Brief -
Images must not appear in your copy; reproduce every other part of the records exactly.

Material -
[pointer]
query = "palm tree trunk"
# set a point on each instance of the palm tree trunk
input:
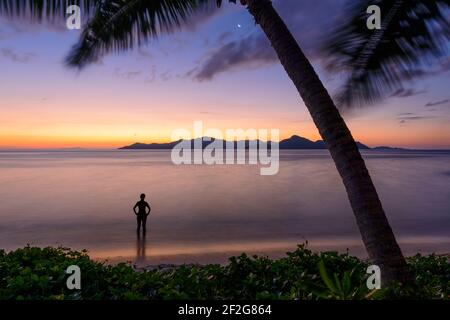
(374, 227)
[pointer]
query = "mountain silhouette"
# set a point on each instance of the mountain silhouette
(294, 142)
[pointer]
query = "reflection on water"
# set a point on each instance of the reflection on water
(205, 213)
(141, 245)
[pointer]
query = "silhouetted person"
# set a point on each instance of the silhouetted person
(141, 213)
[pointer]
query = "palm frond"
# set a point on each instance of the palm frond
(414, 34)
(119, 25)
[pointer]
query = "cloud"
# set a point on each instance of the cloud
(250, 52)
(307, 20)
(403, 93)
(17, 57)
(404, 119)
(436, 103)
(126, 74)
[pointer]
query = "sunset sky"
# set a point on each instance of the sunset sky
(219, 69)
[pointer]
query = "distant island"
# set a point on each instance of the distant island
(294, 142)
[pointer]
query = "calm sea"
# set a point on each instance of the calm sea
(201, 213)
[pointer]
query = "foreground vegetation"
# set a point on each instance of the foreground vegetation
(39, 273)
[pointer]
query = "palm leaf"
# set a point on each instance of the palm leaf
(119, 25)
(414, 34)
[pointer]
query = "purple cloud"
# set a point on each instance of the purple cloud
(307, 20)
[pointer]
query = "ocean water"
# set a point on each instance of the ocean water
(203, 213)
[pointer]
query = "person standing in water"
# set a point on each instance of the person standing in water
(141, 213)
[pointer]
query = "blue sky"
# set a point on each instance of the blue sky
(218, 69)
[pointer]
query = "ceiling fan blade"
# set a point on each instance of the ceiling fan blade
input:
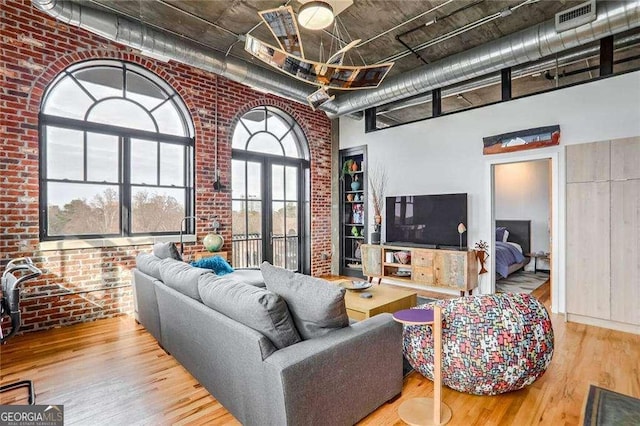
(283, 26)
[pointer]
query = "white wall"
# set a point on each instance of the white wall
(522, 192)
(444, 155)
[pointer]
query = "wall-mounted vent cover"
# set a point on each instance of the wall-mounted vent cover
(576, 16)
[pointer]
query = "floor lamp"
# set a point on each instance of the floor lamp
(182, 224)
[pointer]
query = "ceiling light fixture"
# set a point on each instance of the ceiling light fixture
(315, 15)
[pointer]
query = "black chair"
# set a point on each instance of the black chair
(10, 307)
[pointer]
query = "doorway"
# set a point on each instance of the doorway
(524, 194)
(270, 191)
(266, 206)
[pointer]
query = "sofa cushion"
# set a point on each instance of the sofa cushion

The response -
[pointer]
query = "palm tree trunk"
# set a point on each instance of the palm tree trunk
input:
(374, 227)
[pointer]
query = "mountain silhouette"
# set a point on each instance of the mountain silhouette
(294, 142)
[pointer]
query = "reflection on water"
# set a point on each instance of the reflection on water
(205, 213)
(141, 245)
[pointer]
query = "silhouetted person"
# set a point on each instance of the silhouetted person
(141, 213)
[pointer]
query = "palm frond"
# set a point on each instance of the palm frond
(414, 34)
(119, 25)
[pointer]
query = "cloud"
# set a point on each instance of the cloud
(250, 52)
(307, 20)
(403, 93)
(17, 57)
(404, 119)
(436, 103)
(126, 74)
[pointer]
query = "sunset sky"
# set a point on each instance of the sunset sky
(219, 69)
[pointer]
query = "distant island"
# set a point on each instance of the distant island
(294, 142)
[pointer]
query = "calm sea"
# set a point on each instance of the calm sea
(201, 213)
[pointer]
query = "foreground vegetation"
# set a point on each instance of the foreground vegetation
(39, 273)
[pointer]
query = "palm leaf"
# set a point on each instance of the palm leaf
(119, 25)
(414, 34)
[pointer]
query = "purple cloud"
# set a point on each instance of the purple cloud
(307, 20)
[pointer]
query = "ocean water"
# set a point on each instance of the ocean water
(203, 213)
[pointer]
query = "person standing in water"
# set a point on each instance of the person standing in water
(141, 213)
[pointer]
query = "blue sky"
# set a point on each instance of the blue sky
(218, 69)
[pointer]
query = "ceiling fan blade"
# set a point on each instance of the ceiling fan blade
input:
(283, 26)
[pointer]
query = "white wall"
# set a point on each instance of the white wall
(522, 192)
(444, 155)
[pointer]
query = "wall-mounted vent cover"
# set a point on each instance of the wall-mounted vent cover
(576, 16)
[pointer]
query = "floor lamp"
# set a point on each instance of the floor lamp
(182, 224)
[pointer]
query = "ceiling light fixture"
# set a point on each instance of the ceiling light fixture
(315, 15)
[pointer]
query = "black chair"
# set a point on each instance of the black chair
(10, 307)
[pointer]
query = "doorway"
# set a point on each instance of the doorway
(524, 194)
(270, 191)
(266, 206)
[pointer]
query = "sofa cushion"
# set a point on each instance of the sofa cushion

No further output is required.